[Supplied material]:
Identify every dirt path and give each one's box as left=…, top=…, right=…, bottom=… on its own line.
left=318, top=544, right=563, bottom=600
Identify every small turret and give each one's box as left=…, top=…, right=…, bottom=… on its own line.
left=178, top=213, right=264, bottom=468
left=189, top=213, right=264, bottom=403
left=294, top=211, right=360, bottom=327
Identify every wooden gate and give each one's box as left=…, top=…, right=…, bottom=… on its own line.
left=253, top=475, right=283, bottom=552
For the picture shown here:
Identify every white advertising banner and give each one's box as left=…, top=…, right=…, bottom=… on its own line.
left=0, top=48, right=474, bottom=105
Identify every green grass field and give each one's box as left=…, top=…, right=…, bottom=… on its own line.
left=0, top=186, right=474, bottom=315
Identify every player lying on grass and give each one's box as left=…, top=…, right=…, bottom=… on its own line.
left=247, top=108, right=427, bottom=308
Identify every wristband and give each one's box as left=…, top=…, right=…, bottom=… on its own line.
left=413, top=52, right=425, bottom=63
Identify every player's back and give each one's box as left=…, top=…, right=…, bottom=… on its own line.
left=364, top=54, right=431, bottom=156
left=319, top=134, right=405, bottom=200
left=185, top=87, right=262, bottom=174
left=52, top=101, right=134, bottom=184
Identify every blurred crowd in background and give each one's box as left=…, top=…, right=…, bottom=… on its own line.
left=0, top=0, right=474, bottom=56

[Directive]: Rescale the items from the line with "Identify every green" up to and including the line with "left=52, top=101, right=134, bottom=184", writing out only those lines. Keep the requests as they are, and multiply each box coordinate in the answers by 0.95, rounding to whole numbers with halves going up.

[The completed task]:
Identify every green grass field and give each one's box as left=…, top=…, right=…, bottom=… on its own line.
left=0, top=177, right=450, bottom=299
Identify every player lying on grass and give each one's box as left=…, top=…, right=…, bottom=… on its own line.
left=235, top=103, right=406, bottom=293
Identify every wristband and give each one's box as left=…, top=…, right=…, bottom=… on its own line.
left=392, top=49, right=404, bottom=60
Identify every player's back and give each one's box as left=…, top=…, right=…, bottom=… on its own line.
left=346, top=51, right=409, bottom=148
left=303, top=127, right=385, bottom=190
left=176, top=83, right=249, bottom=165
left=49, top=96, right=127, bottom=175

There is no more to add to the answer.